Document excerpt:
══════════
I thought it might be interesting to introduce a Mini variant that did two things: have built in USB for easy interface and did away with Basic Stamp conventions so that all i/o pins are accessible by the breadboard. Designed in the spirit of the BoArduino and RBBB but surface mount with no assembly required (in production), as small as humanly possible, and includes the 2 extra analog pins as a bonus. Oh and it had to be Diecimila compatible with the auto reset and 500mA fuse!



So here is the first working prototype of the Freeduino Mini USB. I have already made some changes to the design as you will see in the schematic and board images largely because of a boneheaded mistake not to bring out the reset pin. So the next prototype will jump from 24pin to 26pin making room for RESET and 3V3 and moves those pins around to make them a little more standardized which it may or may not be. The size will stay the same at 1.75" x .65" (think longer basic stamp). The next version will have larger and hopefully more readable text labels. Also, I brought out an LED from the first IO pin of the FTDI 232 chip so Id like to hear what you think the purpose of that LED should be: power on, tx&rx, ?? (Im leaning towards tx&rx). Otherwise let me know what you think in general.

Once the design has been tested thoroughly (at least 1 more proto run) I will publish the files (based in part on the Freeduino reference) and then if the interest is there we will see about getting some distribution for it. I am also planning a Sans-USB version and maybe a lower part count, USB Key version (think memory stick) whenever time allows.

Enjoy!
Brian





ladyada

i like it a lot, i think it needs to have a 'pin 13' led tho so that people can do the 'blink' test. There's already a resistor so why not? (the resistor should come after the pin, i think...since the diecimila does that.)
══════════
Task statement: Can you reproduce the passage of the Freeduino Mini USB post starting with "I thought it" and going on through "and 500mA fuse!", substituting "protoboard" for "breadboard"? The records are separate material and have no connection to the Freeduino Mini USB post.
══════════
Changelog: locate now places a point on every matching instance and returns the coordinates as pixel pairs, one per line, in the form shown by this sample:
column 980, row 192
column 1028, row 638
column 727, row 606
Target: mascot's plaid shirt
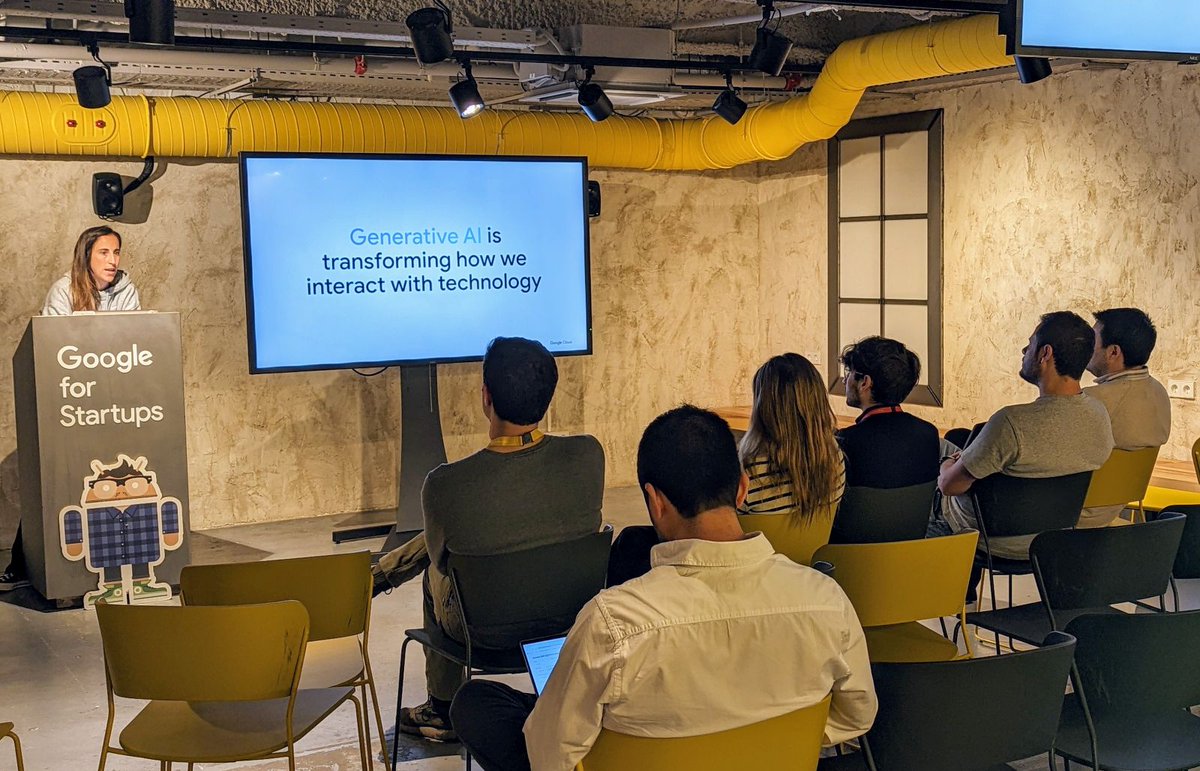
column 119, row 537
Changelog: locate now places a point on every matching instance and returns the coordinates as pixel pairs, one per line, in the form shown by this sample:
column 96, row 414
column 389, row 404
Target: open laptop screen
column 540, row 657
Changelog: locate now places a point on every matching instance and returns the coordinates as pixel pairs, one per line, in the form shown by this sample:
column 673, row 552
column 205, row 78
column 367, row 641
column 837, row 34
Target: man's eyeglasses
column 106, row 489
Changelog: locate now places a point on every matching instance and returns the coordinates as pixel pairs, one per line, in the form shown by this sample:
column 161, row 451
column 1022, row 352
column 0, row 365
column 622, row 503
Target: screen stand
column 421, row 449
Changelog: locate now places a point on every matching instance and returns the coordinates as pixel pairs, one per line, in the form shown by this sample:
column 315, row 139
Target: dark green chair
column 1087, row 571
column 507, row 598
column 869, row 515
column 1135, row 681
column 965, row 715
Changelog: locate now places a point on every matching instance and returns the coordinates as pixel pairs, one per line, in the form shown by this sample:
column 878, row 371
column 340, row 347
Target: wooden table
column 1171, row 474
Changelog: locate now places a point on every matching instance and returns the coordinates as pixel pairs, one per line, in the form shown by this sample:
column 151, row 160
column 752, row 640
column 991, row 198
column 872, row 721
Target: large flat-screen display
column 1109, row 29
column 372, row 260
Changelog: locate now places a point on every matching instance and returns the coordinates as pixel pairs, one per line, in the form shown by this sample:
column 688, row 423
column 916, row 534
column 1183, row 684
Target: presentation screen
column 371, row 261
column 1113, row 29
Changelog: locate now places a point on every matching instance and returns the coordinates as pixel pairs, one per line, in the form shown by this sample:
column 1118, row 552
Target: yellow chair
column 790, row 741
column 795, row 542
column 6, row 731
column 894, row 585
column 221, row 682
column 336, row 592
column 1122, row 480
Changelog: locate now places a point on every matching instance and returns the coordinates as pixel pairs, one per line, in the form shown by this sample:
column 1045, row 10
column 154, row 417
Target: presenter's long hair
column 84, row 294
column 792, row 426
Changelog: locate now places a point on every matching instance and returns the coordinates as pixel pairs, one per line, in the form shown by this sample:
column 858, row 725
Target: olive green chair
column 895, row 585
column 790, row 741
column 336, row 592
column 221, row 683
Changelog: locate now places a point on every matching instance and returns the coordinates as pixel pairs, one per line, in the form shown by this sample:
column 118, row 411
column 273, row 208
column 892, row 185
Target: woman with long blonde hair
column 95, row 281
column 789, row 452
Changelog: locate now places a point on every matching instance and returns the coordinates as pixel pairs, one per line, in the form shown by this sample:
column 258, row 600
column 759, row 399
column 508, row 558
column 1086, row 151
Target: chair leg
column 400, row 695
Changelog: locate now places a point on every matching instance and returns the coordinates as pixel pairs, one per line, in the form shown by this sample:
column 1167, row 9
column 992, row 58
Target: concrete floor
column 52, row 680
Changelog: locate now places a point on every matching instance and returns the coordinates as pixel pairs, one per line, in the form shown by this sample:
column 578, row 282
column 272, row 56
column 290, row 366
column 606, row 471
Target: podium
column 102, row 455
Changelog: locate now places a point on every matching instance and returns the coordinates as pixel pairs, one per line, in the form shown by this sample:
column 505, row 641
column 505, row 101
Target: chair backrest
column 1138, row 664
column 797, row 542
column 1123, row 477
column 906, row 580
column 869, row 515
column 1102, row 566
column 1187, row 560
column 789, row 741
column 1024, row 506
column 185, row 653
column 970, row 715
column 532, row 592
column 335, row 589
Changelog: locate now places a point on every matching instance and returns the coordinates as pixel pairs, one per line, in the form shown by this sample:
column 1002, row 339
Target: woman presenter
column 95, row 282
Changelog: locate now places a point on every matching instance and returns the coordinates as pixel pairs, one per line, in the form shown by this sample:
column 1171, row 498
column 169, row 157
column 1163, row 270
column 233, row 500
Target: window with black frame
column 886, row 241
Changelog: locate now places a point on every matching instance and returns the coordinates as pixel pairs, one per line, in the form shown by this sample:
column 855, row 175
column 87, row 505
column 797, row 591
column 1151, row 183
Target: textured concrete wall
column 1079, row 192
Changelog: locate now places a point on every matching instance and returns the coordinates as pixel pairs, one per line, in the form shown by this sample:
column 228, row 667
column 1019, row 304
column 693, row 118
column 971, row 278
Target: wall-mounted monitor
column 357, row 261
column 1109, row 29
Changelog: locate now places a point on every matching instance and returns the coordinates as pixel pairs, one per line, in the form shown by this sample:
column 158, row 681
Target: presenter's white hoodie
column 119, row 296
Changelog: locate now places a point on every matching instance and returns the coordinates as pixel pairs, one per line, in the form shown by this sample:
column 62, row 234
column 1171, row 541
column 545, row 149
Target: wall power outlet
column 1181, row 389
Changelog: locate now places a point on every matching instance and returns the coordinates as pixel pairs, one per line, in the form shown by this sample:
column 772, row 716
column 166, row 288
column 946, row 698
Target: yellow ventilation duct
column 54, row 124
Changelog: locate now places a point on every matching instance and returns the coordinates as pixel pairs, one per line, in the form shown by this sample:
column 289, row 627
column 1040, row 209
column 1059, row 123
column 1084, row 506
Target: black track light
column 465, row 94
column 593, row 100
column 1032, row 69
column 729, row 105
column 430, row 29
column 771, row 49
column 151, row 21
column 93, row 82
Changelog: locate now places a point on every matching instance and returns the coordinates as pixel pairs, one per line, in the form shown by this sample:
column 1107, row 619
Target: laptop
column 540, row 657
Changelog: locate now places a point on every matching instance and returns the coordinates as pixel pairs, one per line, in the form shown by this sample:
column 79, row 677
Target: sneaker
column 9, row 581
column 424, row 721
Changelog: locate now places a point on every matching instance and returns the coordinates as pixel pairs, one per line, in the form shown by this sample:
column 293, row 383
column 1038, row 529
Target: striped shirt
column 771, row 490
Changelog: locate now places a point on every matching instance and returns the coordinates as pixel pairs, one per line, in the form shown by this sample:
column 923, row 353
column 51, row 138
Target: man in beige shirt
column 1138, row 404
column 720, row 633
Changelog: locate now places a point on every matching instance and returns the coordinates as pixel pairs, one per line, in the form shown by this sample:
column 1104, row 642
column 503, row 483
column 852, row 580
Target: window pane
column 858, row 183
column 910, row 326
column 858, row 269
column 906, row 260
column 906, row 173
column 855, row 322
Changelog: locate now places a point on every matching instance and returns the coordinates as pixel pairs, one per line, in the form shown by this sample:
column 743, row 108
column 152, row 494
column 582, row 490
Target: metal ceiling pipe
column 54, row 124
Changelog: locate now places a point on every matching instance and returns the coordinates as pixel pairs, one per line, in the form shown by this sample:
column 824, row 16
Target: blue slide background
column 1123, row 25
column 300, row 209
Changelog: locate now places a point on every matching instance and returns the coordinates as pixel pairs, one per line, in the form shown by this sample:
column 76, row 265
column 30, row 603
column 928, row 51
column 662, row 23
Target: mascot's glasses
column 135, row 486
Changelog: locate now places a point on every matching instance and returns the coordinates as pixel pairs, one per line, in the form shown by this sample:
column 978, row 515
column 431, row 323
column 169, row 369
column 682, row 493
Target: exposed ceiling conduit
column 53, row 124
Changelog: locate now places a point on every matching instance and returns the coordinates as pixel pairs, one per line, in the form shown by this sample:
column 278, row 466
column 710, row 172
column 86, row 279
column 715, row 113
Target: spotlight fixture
column 593, row 100
column 771, row 49
column 465, row 94
column 151, row 21
column 1032, row 69
column 729, row 105
column 430, row 29
column 93, row 82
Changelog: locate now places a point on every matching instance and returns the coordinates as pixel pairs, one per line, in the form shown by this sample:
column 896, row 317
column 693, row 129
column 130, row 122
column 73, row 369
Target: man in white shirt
column 1138, row 404
column 720, row 633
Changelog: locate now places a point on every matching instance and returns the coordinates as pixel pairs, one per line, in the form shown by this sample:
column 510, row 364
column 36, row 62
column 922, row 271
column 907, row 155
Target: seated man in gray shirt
column 1138, row 405
column 523, row 490
column 1063, row 431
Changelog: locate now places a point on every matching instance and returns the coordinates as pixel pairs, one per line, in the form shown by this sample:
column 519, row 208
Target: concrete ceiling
column 816, row 33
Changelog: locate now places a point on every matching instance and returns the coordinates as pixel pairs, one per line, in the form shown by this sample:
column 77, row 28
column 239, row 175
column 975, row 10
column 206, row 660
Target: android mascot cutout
column 123, row 530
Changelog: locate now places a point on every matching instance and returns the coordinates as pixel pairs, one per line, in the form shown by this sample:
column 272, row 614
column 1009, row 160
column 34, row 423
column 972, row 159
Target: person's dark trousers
column 489, row 718
column 630, row 555
column 17, row 562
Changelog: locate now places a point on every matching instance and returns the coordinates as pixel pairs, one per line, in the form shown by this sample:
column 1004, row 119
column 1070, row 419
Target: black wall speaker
column 593, row 198
column 107, row 195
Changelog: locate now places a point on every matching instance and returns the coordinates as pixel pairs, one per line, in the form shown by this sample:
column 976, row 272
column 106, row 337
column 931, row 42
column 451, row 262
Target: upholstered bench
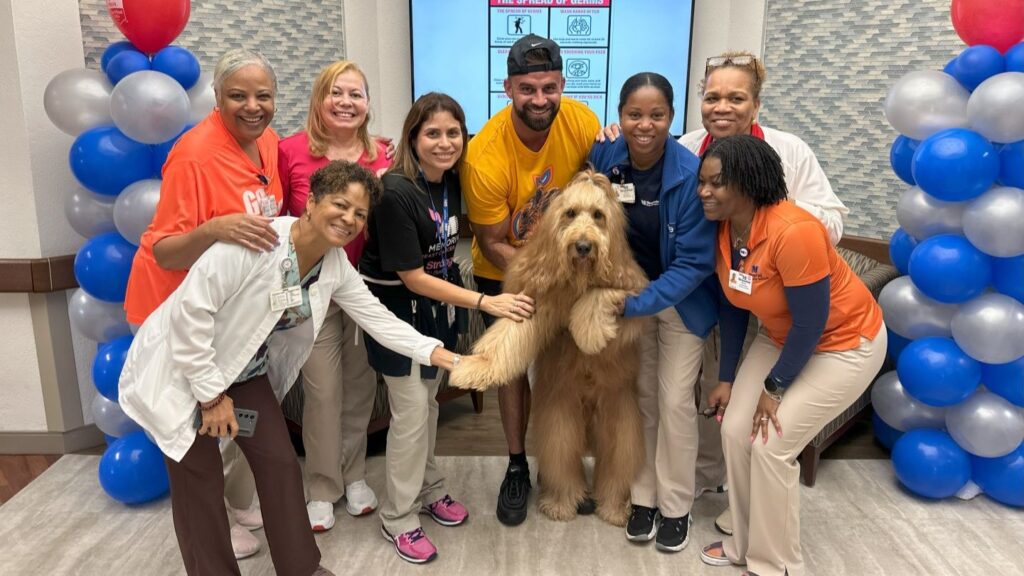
column 875, row 275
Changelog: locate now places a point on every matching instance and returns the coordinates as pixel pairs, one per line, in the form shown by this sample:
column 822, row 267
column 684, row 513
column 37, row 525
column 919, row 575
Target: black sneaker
column 673, row 534
column 513, row 495
column 642, row 524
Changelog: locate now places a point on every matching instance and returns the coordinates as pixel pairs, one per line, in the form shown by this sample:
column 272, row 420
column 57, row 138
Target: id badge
column 741, row 282
column 627, row 193
column 286, row 298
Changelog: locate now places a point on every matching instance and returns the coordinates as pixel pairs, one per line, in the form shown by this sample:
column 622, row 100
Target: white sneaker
column 321, row 516
column 243, row 542
column 251, row 518
column 359, row 498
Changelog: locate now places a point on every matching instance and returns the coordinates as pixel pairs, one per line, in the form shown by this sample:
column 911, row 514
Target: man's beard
column 536, row 123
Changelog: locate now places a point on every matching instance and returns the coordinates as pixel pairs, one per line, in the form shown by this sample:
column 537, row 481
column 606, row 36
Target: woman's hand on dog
column 513, row 306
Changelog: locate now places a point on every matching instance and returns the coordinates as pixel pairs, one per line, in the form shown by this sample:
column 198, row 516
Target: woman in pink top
column 338, row 383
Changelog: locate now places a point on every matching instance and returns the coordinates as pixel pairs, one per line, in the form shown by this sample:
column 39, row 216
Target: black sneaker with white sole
column 673, row 534
column 642, row 525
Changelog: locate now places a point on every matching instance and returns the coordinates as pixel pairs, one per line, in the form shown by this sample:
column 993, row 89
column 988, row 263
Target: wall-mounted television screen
column 460, row 47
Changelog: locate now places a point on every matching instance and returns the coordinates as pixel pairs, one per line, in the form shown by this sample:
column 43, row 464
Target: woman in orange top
column 220, row 183
column 821, row 342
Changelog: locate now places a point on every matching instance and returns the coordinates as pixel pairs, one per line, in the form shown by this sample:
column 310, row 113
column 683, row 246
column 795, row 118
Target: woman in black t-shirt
column 409, row 263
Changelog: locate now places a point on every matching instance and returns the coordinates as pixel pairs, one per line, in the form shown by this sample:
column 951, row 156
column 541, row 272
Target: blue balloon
column 115, row 49
column 161, row 151
column 105, row 161
column 930, row 463
column 108, row 364
column 896, row 344
column 1008, row 277
column 1015, row 57
column 975, row 65
column 1012, row 164
column 125, row 63
column 955, row 165
column 179, row 64
column 1003, row 478
column 885, row 434
column 948, row 269
column 132, row 469
column 102, row 265
column 1006, row 379
column 900, row 246
column 936, row 371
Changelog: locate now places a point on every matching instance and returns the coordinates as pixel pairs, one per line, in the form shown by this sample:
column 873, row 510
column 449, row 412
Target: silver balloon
column 912, row 315
column 78, row 99
column 202, row 98
column 990, row 328
column 923, row 215
column 111, row 419
column 994, row 221
column 134, row 208
column 150, row 107
column 95, row 319
column 900, row 410
column 986, row 425
column 994, row 108
column 926, row 101
column 89, row 213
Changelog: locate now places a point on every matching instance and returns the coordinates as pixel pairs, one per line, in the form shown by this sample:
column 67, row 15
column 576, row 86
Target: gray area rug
column 856, row 521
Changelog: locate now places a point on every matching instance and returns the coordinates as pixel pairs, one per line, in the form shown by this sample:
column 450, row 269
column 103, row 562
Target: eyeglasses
column 742, row 60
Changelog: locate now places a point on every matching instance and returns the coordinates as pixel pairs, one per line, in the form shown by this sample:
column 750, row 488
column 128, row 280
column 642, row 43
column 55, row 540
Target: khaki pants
column 412, row 477
column 764, row 479
column 339, row 388
column 670, row 360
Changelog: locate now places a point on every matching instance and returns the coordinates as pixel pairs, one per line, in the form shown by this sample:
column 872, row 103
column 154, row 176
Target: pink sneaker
column 413, row 545
column 446, row 511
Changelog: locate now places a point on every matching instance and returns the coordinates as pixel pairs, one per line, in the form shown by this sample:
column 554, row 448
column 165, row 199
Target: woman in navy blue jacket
column 655, row 179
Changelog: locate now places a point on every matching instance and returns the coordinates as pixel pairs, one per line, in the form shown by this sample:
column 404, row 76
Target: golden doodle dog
column 578, row 266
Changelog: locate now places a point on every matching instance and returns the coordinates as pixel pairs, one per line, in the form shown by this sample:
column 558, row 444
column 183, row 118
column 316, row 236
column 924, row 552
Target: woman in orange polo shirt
column 220, row 183
column 821, row 341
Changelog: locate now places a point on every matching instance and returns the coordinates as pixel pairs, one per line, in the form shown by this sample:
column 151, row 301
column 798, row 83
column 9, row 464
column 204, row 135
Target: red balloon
column 150, row 25
column 996, row 23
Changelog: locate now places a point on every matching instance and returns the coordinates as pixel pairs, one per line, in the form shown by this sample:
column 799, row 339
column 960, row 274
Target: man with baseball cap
column 511, row 169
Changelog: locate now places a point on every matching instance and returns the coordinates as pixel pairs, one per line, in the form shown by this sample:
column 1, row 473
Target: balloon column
column 953, row 409
column 125, row 119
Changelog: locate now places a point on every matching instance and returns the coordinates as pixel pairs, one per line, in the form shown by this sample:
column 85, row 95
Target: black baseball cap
column 528, row 43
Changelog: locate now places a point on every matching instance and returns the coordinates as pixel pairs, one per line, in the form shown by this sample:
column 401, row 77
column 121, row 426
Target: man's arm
column 493, row 240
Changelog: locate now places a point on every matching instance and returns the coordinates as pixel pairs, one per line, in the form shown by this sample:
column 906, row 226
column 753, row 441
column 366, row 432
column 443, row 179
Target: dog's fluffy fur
column 577, row 265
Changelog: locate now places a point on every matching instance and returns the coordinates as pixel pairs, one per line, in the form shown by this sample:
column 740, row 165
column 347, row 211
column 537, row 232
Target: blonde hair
column 756, row 69
column 316, row 130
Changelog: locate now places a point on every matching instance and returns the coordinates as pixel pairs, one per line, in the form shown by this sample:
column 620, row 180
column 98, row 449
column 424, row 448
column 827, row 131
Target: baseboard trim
column 50, row 443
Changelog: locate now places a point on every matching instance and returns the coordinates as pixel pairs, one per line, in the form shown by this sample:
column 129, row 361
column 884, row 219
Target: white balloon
column 994, row 221
column 986, row 425
column 990, row 328
column 78, row 99
column 900, row 410
column 923, row 215
column 926, row 101
column 134, row 208
column 202, row 98
column 89, row 213
column 994, row 108
column 912, row 315
column 95, row 319
column 150, row 107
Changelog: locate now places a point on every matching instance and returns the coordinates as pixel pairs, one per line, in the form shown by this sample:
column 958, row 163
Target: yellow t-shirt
column 502, row 178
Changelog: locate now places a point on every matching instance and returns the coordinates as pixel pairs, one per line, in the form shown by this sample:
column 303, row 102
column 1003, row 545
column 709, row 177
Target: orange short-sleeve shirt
column 206, row 175
column 790, row 247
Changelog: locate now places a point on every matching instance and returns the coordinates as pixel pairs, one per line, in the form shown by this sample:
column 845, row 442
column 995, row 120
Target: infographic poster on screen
column 461, row 46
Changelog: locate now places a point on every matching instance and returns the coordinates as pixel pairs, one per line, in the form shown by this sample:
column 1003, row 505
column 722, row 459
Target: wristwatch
column 773, row 387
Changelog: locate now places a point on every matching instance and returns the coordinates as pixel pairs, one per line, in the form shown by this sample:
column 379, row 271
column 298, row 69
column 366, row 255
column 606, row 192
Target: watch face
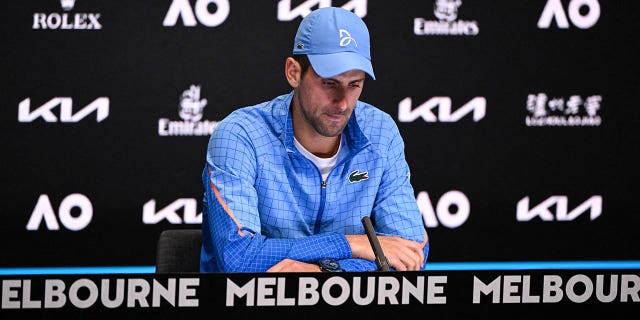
══════════
Result of the exercise:
I thought it might be interesting to introduce a Mini variant that did two things: have built in USB for easy interface and did away with Basic Stamp conventions so that all i/o pins are accessible by the protoboard. Designed in the spirit of the BoArduino and RBBB but surface mount with no assembly required (in production), as small as humanly possible, and includes the 2 extra analog pins as a bonus. Oh and it had to be Diecimila compatible with the auto reset and 500mA fuse!